▶ _OBIETTIVO DEL COMPITO_
Riassuma in due frasi l'articolo sull'ospedale La Maddalena.

Testimonianze dirette
ASPETTARE LA MORTE CON DIGNITA’
L’ospedale che li accoglie è fatiscente, pochi infermieri

[articolo di Michele Boselli in apertura del Corriere di Pordenone del 7 agosto 1988]

La stessa ragazza che ha accettato di raccontare la sua esperienza ci accompagna all’ospedale La Maddalena, a Trieste, dove ci sono alcuni suoi amici, anch’essi malati di Aids, in condizioni gravi. Perché Pordenone – chiediamo alla giovane – è la città più colpita dal fenomeno droga in tutta la Regione? Ci viene data la seguente risposta: “I tossicodipendenti pordenonesi sono più ‘internazionali’. Vanno a cercare la droga in altre città ed anche all’estero. Il problema più serio è che i farmacisti si rifiutano di darci la siringa nell’orario di chiusura. Non dico di notte, ma nell’intervallo tra le 13 e le 16. è proprio l’orario in cui molti trovano la roba e sentono il bisogno di bucarsi. Ci mandano via senza la spada, con la beffa del manifesto di prevenzione dell’Aids esposto in vetrina. Così accade che uno si arrangia con siringhe già usate. Basterebbe qualche distributore automatico di siringhe e molti problemi sarebbero risolti”.

L’ospedale La Maddalena ospita attualmente cinque giovani affetti dal terribile morbo. Dal corridoio esterno parliamo con un ragazzo di 26 anni della provincia di Pordenone, che da un mese la malattia ha reso quasi cieco e calvo. “Temo che capiranno chi sono – dice – ma voglio ringraziare i medici che mi stanno curando con molta umanità, non tralasciando l’aspetto psicologico. Debbo lamentarmi però per la mancanza di personale. I pochi infermieri fanno quello che possono ma ho provato a stare qui un mese e mezzo senza che fosse pulito il water. Da due notti dormo con la flebo nel braccio ma occorre un’infermiera diplomata per per togliere e rimettere l’ago e le infermiere sono sempre meno. Il cibo arriva qui due volte alla settimana surgelato dall’ospedale di Gattinara: sono sempre le stesse cose riscaldate fino alla carbonizzazione. Qui dentro mi manca l’aria e la temperatura è sempre molto elevata. Nella mia stanza, come nelle altre, non c’è armadio e tengo le mie cose in una valigia. Nel bagno non c’è il bidet né la doccia. La vasca è stretta e profonda”.

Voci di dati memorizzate

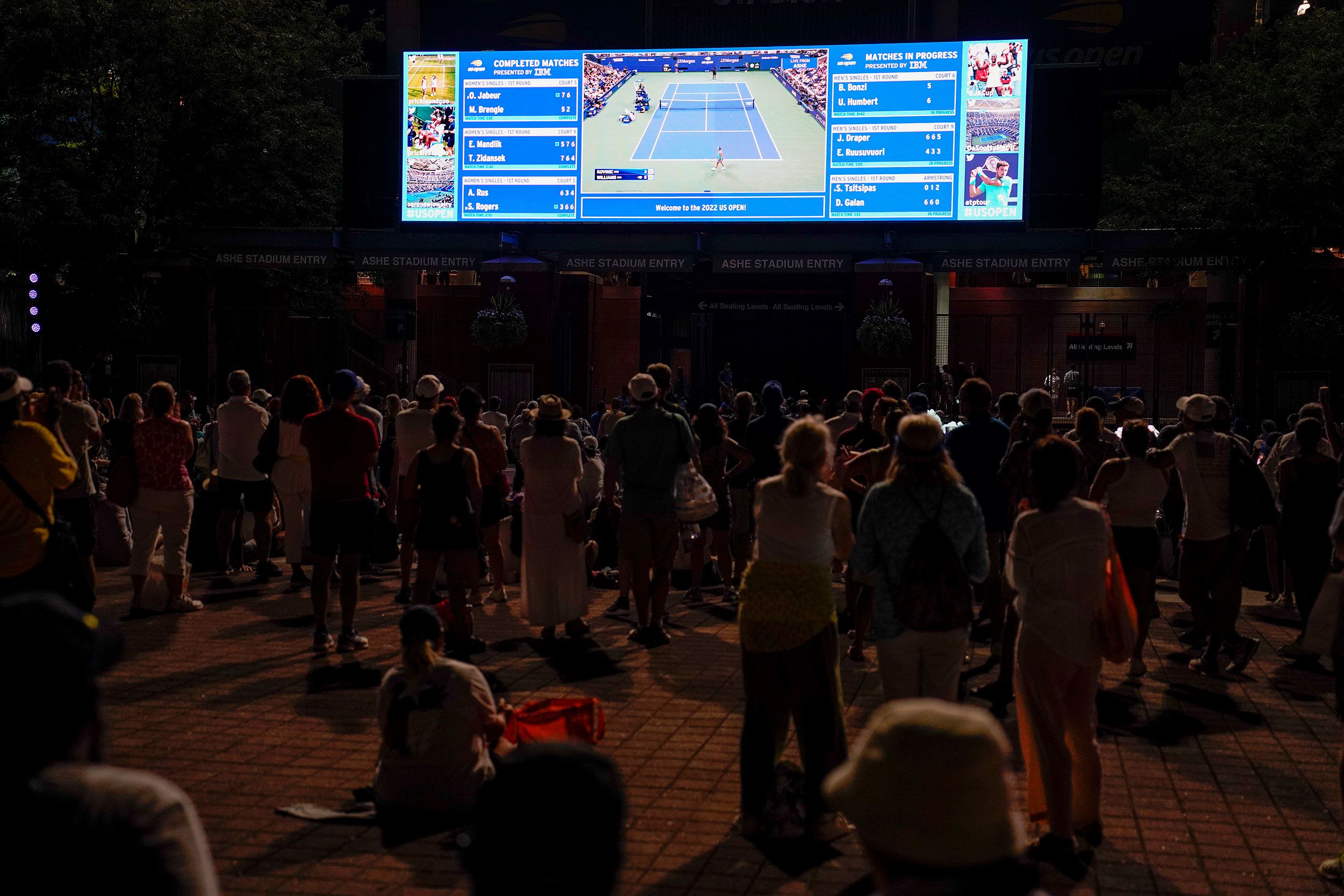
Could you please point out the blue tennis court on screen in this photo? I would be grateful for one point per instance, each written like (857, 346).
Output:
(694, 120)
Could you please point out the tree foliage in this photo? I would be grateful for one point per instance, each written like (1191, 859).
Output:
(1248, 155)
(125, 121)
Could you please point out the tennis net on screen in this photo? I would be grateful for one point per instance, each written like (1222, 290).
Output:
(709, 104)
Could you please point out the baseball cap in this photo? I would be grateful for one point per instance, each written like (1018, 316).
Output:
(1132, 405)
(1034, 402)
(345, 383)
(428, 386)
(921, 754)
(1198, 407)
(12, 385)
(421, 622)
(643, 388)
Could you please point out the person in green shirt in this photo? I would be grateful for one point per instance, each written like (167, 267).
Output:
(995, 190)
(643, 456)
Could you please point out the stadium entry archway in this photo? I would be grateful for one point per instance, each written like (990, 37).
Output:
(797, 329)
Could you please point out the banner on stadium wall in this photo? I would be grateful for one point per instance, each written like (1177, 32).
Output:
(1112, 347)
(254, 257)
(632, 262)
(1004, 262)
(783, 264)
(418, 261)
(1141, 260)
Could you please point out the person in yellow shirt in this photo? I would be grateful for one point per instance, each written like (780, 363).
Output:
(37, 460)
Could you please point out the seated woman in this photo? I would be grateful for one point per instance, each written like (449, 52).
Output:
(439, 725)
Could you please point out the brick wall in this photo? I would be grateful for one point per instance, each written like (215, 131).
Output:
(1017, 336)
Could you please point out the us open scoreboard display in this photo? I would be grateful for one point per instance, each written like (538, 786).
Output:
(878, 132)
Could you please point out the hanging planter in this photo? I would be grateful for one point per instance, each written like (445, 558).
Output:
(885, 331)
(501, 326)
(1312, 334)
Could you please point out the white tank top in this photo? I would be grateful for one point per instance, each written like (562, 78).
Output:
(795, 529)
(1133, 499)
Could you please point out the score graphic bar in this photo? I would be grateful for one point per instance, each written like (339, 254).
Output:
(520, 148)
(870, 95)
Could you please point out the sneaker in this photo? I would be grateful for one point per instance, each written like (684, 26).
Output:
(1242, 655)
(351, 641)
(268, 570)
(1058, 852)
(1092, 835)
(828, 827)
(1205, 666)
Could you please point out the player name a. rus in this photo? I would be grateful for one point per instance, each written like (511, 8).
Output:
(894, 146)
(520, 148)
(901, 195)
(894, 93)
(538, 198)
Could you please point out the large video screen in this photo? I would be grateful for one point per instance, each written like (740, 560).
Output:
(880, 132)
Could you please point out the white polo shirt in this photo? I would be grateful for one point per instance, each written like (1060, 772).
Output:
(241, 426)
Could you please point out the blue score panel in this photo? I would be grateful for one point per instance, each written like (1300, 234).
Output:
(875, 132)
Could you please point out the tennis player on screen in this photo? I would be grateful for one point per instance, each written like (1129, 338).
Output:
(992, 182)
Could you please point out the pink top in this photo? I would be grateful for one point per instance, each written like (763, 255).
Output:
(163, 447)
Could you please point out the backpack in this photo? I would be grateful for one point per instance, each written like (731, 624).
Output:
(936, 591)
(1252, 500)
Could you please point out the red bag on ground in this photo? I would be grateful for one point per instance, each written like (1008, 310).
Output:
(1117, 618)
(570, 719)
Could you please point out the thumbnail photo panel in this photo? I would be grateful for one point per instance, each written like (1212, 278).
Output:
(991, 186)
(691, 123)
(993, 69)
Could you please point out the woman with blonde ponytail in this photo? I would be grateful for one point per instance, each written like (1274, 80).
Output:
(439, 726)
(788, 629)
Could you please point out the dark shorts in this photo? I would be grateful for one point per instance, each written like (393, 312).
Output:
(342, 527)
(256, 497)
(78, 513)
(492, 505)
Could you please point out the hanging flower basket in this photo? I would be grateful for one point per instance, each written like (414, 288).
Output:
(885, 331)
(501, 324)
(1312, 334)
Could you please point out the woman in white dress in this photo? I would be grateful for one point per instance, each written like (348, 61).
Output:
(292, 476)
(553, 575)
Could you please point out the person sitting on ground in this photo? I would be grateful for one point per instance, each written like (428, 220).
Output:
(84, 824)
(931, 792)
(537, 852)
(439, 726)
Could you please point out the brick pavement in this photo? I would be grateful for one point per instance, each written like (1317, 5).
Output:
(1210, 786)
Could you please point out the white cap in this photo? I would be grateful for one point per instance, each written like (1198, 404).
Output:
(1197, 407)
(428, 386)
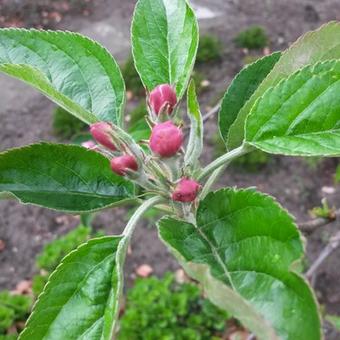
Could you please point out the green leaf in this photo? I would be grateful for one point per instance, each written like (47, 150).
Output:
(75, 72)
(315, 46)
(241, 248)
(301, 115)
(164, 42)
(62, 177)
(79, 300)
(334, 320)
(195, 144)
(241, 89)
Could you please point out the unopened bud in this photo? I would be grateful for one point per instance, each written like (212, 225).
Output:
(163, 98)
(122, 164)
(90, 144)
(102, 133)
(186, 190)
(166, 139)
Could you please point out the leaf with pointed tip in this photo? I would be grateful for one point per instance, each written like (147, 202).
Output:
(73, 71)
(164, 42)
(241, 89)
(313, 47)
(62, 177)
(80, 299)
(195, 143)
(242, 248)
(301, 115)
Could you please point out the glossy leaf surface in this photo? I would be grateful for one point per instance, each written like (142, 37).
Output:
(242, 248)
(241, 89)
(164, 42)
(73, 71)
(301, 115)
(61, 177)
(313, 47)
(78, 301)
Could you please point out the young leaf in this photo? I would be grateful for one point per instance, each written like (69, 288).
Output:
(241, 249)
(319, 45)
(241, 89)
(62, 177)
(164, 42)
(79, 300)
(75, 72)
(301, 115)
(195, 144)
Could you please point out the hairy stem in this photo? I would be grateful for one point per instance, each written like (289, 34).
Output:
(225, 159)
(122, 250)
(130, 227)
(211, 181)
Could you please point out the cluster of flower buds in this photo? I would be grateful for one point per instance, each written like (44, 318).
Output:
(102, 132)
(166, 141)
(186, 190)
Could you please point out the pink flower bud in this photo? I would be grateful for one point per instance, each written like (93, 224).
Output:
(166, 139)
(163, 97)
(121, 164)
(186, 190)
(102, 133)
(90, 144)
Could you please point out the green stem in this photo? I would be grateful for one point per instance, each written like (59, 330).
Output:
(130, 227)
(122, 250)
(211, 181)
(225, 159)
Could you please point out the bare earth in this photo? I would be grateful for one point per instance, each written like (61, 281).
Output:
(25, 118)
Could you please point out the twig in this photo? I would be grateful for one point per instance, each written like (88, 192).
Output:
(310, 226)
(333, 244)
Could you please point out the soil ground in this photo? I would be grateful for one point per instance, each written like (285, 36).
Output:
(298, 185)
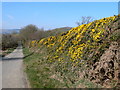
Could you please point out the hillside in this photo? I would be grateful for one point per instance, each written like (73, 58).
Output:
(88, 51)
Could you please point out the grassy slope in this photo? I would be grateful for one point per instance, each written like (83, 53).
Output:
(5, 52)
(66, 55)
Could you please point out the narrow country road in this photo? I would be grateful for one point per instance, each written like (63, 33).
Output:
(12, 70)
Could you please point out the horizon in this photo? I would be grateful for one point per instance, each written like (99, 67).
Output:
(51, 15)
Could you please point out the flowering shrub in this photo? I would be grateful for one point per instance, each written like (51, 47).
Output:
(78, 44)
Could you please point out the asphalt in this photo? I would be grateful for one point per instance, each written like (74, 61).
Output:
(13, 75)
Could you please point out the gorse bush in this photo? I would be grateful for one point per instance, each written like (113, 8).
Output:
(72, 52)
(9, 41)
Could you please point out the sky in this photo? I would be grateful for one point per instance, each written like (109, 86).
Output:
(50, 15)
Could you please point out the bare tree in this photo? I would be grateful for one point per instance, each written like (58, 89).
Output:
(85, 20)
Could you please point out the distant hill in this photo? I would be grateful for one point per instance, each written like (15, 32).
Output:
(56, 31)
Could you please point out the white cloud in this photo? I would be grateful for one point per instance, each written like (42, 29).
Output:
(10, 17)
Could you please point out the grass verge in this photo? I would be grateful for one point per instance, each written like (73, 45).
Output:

▶ _SOLUZIONE_
Una giovane spiega che i tossicodipendenti pordenonesi cercano la droga anche in altre città e all'estero e che i farmacisti rifiutano loro le siringhe tra le 13 e le 16, così c'è chi si arrangia con siringhe già usate. All'ospedale La Maddalena di Trieste, che ospita cinque giovani malati di Aids, un ragazzo di 26 anni ringrazia i medici per la loro umanità ma lamenta la mancanza di personale, il cibo surgelato riscaldato, il caldo e l'assenza di armadio, bidet e doccia.